▶ **INSTRUCTION 1**: Shift every coordinate in the answers by adding 98 to each number. Reproduce all lines of the records in the stretch from the start of the records through the line containing "top-left (0, 0), bottom-right (654, 980)", requests included, and give only those lines.

This paper (here) written with Rob Waschik looks at the impacts of unilateral carbon pricing moves by Australia on Australian industry accounting for the effects of carbon leakages and international competitiveness losses.   It was presented at the recent 40th Australian Conference of Economists 10-14 July, 2011 in Canberra. There are strong potential theoretical reasons for exempting import-competing and export industries from carbon taxes but – with the exception of the alumina sector – much weaker reasons once the empirical evidence is examined. The main effect of offering exemptions is not generally to address competitiveness concerns but to raise the required carbon charges necessary to hit desired emission control targets.

Abstract:  The impact of international carbon control measures – and the absence of such measures – on Australian carbon pricing policies are analyzed both at a theoretical and empirical level.  While theory and interest group advocacy suggest a potential case for destination accounting of carbon emissions and border tax adjustments and/or export exemptions, this case is sometimes exaggerated. For example, in the ferrous metals sector, empirical analysis suggests that gains from such refinements are low since carbon leakages and adverse competitiveness effects are small. In other sectors – such as non-ferrous metals – the effects are more pronounced. Exaggerating the competitiveness costs of carbon pricing runs the risk of policy overreaction and unintended protectionism, dramatically increasing the costs of Australian carbon pricing policies. Providing free and tradable emission quotas to exporters and import competing sectors is a ‘second best’ policy but one with practicality in sectors where adverse competitiveness effects do need to be addressed.

Records from a dataset:

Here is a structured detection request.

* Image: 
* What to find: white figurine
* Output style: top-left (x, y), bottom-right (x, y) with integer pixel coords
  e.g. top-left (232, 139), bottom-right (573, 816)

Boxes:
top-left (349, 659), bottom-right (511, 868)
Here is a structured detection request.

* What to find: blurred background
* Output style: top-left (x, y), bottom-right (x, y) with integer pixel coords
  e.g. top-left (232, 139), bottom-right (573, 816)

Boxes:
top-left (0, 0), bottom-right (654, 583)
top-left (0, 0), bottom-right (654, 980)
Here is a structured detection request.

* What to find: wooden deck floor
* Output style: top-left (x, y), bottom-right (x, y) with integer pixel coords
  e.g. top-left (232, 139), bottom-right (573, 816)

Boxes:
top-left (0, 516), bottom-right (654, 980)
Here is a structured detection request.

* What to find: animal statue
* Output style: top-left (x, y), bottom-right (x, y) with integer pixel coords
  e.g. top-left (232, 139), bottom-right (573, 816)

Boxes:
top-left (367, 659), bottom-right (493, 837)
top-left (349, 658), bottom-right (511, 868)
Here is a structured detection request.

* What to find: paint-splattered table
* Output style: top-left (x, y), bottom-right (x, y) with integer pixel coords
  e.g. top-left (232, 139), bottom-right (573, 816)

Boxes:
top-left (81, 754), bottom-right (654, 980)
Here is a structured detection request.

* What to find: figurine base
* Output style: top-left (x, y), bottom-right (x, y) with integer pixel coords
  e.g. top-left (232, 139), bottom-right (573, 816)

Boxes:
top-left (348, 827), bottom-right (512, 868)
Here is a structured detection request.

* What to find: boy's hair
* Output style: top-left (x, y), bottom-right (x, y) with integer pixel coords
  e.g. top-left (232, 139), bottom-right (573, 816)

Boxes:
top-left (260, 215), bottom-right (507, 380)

▶ **INSTRUCTION 2**: Using the carbon pricing text, list the specific industrial sectors it names as examples when weighing competitiveness effects.

▶ **EXERCISE SOLUTION 1**:
Here is a structured detection request.

* Image: 
* What to find: white figurine
* Output style: top-left (x, y), bottom-right (x, y) with integer pixel coords
  e.g. top-left (232, 139), bottom-right (573, 816)

Boxes:
top-left (447, 757), bottom-right (609, 966)
Here is a structured detection request.

* What to find: blurred background
* Output style: top-left (x, y), bottom-right (x, y) with integer pixel coords
  e.g. top-left (232, 139), bottom-right (573, 816)

Boxes:
top-left (98, 98), bottom-right (752, 681)
top-left (98, 98), bottom-right (752, 1078)

▶ **EXERCISE SOLUTION 2**:
- Alumina
- Ferrous metals
- Non-ferrous metals